───── Exercise passage
Let me say right off the bat that I don’t think newspaper endorsements matter that much anymore. Given the proliferation of sources of information, I don’t think that support of a newspaper, even one that has such a wide reach as the New York Times, carries much impact. What such endorsements give us is a window into the thinking of the political establishment. So the endorsements tell us more about the newspaper’s interests than the virtues of the candidates. They say that there are two visions being put forward by the Democratic party, the realist and the radical and that Klobuchar represents the former and Warren the latter.
They claim that the endorsements followed a series of in-depth interviews with the leading candidates. There was never any chance that they would endorse Bernie Sanders though given that he is at or near the top of all the polls, they had to acknowledge his presence and influence on politics, even as they disparaged his candidacy.
Senator Sanders has spent nearly four decades advocating revolutionary change for a nation whose politics often move with glacial slowness. A career spent adjacent to the Democratic Party but not a part of it has allowed him to level trenchant criticism of a political party that often caters more to rich donors than to the middle class. Many of his ideas that were once labeled radical — like paid family leave, a higher minimum wage, universal health care and limits on military intervention — are now mainstream, and may attract voters who helped elect Mr. Trump in 2016.
Mr. Sanders would be 79 when he assumed office, and after an October heart attack, his health is a serious concern. Then, there’s how Mr. Sanders approaches politics. He boasts that compromise is anathema to him. Only his prescriptions can be the right ones, even though most are overly rigid, untested and divisive. He promises that once in office, a groundswell of support will emerge to push through his agenda. Three years into the Trump administration, we see little advantage to exchanging one over-promising, divisive figure in Washington for another.
They then make the extraordinary claim that “Good news, then, that Elizabeth Warren has emerged as a standard-bearer for the Democratic left” Really? She has undoubtedly adopted many progressive politics but to claim that she is the standard bearer of the left is absurd because Sanders clearly holds that title and has done so for a long time and especially since the 2016 campaign. What they are really saying is what I predicted last week, that if the progressive tide cannot be stopped, they want to channel it to a more establishment friendly candidate like Warren.
What must have stung for Joe Biden is that they did not endorse him but chose Amy Klobuchar as the clear establishment choice, telling Biden that “It is time for him to pass the torch to a new generation of political leaders.”
And here is a little bit of news showing how Sanders is the clear choice of the next generation of young black voters. Whether they can persuade their parents’ generation to switch from their loyalty to Biden remains to be seen.
There it is! 👇🏾#Bernie2020 https://t.co/HdJ0CvQ55b
— Nina Turner (@ninaturner) January 18, 2020
vucodlak says
Amy Klobuchar is someone who looks at a scientific consensus that says ‘we need to reduce greenhouse gas emissions by 90% in the next decade, or we’re dead,’ and proposes a plan that does half that in three decades. She’s not a realist, she’s a toxic fantasist of the worst sort, and the New York Times is every bit as bad for endorsing that sort of nonsense.
Matt G says
Forgive me for being suspicious of their motives. The Times is a shadow of its former self. I used to love reading David Brooks. Not because he’s a good thinker, but because the readers who comment are, and savage him mercilessly.
──────────
───── Record extracts
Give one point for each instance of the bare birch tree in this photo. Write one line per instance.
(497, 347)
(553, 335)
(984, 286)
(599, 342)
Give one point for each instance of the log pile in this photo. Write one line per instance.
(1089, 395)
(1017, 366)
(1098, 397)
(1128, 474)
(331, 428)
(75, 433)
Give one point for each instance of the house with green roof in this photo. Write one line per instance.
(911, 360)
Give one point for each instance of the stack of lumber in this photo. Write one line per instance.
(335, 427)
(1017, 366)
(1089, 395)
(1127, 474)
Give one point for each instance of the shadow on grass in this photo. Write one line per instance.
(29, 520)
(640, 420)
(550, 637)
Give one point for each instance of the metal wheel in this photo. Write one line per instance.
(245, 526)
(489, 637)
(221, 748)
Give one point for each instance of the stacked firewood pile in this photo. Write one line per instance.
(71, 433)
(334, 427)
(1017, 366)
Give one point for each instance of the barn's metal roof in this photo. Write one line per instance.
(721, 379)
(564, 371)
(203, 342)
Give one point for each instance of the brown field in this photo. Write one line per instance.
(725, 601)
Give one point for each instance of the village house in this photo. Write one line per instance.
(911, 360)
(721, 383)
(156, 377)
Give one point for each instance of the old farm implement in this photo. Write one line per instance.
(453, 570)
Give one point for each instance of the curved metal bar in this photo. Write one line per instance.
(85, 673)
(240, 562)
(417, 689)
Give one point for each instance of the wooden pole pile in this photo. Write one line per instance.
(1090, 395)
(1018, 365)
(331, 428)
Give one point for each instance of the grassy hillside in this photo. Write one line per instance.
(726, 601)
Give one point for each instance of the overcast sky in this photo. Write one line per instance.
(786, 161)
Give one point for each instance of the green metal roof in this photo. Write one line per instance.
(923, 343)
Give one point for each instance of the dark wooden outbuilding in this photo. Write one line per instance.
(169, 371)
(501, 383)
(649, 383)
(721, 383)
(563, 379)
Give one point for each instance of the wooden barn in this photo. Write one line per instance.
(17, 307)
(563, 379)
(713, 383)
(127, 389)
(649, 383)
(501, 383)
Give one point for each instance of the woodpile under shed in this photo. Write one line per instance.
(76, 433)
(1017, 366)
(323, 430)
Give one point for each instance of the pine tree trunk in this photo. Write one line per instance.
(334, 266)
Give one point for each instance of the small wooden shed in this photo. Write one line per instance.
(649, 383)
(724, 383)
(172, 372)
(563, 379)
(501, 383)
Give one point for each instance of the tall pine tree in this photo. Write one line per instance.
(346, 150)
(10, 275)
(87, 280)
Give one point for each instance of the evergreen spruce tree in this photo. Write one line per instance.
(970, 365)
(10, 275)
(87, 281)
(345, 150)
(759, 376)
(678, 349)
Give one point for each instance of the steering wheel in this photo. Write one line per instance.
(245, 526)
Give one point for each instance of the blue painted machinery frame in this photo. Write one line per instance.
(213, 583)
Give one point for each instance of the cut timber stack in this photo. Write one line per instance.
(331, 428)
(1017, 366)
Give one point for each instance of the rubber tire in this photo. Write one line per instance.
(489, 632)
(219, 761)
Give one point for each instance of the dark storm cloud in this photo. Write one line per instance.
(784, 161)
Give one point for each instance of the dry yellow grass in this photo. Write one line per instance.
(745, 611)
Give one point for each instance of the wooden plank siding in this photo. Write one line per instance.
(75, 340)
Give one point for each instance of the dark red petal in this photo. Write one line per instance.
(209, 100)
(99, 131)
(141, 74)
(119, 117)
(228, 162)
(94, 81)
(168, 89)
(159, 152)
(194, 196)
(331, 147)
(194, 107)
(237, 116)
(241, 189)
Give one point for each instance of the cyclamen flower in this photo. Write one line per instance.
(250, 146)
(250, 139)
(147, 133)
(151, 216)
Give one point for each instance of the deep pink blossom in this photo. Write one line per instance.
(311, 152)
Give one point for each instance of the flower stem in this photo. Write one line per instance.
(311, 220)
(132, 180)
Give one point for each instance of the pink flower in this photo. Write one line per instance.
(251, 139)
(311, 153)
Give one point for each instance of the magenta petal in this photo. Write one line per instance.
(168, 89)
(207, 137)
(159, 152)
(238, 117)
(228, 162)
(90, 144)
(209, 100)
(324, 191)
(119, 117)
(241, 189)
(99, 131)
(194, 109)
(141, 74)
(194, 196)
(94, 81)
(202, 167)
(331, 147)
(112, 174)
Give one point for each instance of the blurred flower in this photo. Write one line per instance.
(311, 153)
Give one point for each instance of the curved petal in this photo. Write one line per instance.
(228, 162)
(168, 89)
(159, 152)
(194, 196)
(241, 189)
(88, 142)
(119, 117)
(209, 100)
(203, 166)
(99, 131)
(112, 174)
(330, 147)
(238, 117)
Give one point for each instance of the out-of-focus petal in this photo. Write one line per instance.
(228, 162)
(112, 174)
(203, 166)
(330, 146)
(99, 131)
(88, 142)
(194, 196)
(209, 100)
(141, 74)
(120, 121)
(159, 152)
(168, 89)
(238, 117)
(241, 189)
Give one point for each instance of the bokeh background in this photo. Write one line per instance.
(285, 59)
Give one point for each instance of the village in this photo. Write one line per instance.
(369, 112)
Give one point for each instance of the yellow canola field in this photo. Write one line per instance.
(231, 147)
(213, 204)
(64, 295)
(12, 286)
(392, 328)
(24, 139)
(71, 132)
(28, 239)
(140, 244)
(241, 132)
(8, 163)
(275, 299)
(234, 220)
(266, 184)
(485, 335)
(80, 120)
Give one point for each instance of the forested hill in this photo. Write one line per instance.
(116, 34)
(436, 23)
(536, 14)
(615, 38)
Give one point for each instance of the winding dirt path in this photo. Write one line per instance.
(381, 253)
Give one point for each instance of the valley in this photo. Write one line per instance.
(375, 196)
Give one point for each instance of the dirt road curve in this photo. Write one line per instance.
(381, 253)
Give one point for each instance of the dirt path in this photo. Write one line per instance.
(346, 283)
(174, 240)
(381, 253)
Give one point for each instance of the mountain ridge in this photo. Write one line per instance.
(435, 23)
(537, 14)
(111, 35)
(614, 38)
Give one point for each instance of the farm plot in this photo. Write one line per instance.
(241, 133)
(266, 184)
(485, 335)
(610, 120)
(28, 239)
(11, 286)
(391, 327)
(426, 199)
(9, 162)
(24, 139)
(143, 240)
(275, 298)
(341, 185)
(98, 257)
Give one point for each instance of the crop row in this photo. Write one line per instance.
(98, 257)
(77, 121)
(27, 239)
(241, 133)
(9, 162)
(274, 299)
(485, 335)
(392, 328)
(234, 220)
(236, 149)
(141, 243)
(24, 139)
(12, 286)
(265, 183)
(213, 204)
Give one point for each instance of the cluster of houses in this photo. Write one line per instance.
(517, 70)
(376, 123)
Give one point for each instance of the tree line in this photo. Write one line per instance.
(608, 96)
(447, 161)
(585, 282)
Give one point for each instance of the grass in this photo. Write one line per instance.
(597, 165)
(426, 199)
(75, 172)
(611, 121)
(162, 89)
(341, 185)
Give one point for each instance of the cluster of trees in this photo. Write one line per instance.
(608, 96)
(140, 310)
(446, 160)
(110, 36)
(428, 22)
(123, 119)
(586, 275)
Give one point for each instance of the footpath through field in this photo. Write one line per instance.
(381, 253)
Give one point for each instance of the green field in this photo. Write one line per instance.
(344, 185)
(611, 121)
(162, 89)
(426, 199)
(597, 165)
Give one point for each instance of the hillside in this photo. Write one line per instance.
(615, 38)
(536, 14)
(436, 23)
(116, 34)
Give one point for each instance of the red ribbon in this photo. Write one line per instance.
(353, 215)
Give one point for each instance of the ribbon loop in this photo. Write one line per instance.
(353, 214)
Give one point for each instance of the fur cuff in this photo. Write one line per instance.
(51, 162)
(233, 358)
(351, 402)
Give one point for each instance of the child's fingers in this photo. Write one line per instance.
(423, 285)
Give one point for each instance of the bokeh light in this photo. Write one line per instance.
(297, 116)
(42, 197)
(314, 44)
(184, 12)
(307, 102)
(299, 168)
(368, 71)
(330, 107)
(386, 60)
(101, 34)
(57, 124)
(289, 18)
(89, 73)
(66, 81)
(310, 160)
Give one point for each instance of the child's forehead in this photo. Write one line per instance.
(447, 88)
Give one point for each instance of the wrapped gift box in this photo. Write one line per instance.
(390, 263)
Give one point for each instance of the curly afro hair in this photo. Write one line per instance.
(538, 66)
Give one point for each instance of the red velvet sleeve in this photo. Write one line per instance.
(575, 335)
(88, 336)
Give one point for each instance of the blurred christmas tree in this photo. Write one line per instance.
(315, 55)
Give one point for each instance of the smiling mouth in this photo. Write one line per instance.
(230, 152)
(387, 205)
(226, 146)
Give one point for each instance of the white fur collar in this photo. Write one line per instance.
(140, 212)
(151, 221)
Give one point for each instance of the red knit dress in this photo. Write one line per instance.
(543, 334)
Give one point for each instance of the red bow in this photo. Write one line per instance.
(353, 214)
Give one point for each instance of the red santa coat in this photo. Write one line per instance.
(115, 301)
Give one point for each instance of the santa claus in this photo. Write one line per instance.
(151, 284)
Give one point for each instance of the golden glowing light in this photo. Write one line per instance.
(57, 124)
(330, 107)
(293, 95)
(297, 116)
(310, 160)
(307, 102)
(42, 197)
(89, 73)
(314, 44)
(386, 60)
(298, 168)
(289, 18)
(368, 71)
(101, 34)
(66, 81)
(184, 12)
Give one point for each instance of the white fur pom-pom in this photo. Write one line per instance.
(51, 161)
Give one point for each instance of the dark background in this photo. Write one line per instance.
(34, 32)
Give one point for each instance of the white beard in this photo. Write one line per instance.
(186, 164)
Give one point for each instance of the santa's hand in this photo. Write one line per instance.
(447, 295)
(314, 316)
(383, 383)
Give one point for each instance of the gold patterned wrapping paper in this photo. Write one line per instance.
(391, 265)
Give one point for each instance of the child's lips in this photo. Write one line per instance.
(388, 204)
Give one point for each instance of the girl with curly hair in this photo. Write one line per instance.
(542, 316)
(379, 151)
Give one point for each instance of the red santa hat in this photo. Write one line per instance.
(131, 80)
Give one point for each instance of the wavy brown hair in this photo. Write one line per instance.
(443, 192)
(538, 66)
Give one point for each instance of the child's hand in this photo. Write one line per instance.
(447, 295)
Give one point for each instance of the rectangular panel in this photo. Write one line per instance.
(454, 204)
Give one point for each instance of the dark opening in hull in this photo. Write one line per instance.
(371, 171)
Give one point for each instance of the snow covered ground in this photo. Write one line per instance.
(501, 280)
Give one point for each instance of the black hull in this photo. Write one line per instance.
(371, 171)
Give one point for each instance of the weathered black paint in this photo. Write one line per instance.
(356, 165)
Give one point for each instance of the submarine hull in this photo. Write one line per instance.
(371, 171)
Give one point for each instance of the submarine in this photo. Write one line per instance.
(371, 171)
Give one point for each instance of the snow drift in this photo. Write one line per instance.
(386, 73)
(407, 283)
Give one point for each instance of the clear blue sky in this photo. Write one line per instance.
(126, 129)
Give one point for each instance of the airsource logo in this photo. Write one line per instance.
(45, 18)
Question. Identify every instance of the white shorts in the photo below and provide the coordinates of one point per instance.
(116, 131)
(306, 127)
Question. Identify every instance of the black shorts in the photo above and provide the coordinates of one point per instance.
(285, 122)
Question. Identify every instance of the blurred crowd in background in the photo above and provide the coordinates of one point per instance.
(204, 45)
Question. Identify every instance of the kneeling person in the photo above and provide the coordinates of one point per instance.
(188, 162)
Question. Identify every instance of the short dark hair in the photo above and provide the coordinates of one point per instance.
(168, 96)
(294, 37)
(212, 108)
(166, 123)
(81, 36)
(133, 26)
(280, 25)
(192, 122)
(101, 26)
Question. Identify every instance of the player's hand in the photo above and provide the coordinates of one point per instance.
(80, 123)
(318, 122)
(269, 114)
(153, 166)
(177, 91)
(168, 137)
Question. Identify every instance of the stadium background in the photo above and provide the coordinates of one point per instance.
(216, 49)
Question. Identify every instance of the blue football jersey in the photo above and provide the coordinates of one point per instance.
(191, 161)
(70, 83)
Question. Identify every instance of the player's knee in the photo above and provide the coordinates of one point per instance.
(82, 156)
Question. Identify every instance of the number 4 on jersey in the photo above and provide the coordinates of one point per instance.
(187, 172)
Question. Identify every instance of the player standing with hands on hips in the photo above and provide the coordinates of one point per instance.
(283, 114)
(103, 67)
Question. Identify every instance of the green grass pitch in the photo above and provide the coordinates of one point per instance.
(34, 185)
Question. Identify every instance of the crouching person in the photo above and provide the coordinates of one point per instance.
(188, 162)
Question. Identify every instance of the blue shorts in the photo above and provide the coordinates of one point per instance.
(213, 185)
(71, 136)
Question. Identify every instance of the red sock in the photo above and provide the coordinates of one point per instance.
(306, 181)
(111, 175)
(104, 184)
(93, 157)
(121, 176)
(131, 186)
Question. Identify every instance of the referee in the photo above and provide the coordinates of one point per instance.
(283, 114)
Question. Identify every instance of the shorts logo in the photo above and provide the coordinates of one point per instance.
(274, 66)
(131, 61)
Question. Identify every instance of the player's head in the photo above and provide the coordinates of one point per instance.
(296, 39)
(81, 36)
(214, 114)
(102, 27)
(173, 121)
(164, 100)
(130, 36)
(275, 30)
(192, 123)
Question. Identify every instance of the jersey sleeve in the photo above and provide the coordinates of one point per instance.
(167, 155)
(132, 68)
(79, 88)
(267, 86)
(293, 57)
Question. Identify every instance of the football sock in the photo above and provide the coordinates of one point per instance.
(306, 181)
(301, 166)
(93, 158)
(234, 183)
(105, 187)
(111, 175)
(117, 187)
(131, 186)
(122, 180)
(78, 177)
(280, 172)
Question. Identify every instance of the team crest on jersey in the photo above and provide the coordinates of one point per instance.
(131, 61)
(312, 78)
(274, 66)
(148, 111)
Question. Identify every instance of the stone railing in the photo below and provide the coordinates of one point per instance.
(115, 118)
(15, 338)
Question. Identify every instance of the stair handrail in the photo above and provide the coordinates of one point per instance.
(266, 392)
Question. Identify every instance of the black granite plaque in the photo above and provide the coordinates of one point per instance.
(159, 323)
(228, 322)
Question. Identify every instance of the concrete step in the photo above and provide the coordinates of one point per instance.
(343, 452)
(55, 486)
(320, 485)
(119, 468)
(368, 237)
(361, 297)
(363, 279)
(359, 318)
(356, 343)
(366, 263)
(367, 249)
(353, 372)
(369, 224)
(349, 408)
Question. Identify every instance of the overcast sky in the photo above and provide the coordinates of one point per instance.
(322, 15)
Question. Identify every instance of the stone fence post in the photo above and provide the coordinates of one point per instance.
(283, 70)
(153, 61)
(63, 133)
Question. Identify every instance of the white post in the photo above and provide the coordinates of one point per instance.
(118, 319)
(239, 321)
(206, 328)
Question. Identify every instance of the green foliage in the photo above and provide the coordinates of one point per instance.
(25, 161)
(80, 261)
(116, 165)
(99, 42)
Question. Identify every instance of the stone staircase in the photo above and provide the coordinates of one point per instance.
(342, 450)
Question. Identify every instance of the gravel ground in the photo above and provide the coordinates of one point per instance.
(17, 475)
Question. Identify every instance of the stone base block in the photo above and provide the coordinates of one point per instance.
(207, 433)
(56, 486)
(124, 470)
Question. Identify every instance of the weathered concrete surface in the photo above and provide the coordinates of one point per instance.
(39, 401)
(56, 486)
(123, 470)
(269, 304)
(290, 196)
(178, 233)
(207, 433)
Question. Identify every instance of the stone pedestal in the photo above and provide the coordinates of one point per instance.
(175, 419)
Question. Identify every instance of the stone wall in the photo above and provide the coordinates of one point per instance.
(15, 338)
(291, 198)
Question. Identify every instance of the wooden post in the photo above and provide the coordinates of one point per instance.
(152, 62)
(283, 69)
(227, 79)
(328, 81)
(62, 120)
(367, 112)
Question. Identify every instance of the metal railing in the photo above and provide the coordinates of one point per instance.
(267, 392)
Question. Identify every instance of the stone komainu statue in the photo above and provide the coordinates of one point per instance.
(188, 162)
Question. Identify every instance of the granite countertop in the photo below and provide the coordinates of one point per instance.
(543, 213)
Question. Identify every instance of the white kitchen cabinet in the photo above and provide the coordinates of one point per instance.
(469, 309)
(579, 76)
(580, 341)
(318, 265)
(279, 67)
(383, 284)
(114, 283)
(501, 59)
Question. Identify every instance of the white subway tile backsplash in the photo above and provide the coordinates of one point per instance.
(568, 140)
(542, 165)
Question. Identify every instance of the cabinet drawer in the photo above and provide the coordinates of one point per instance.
──────────
— Task description —
From the post about the New York Times endorsements, list each of Sanders's ideas that it says were "once labeled radical" and are now mainstream. The data can be left aside for this work.

— Answer —
- Paid family leave
- A higher minimum wage
- Universal health care
- Limits on military intervention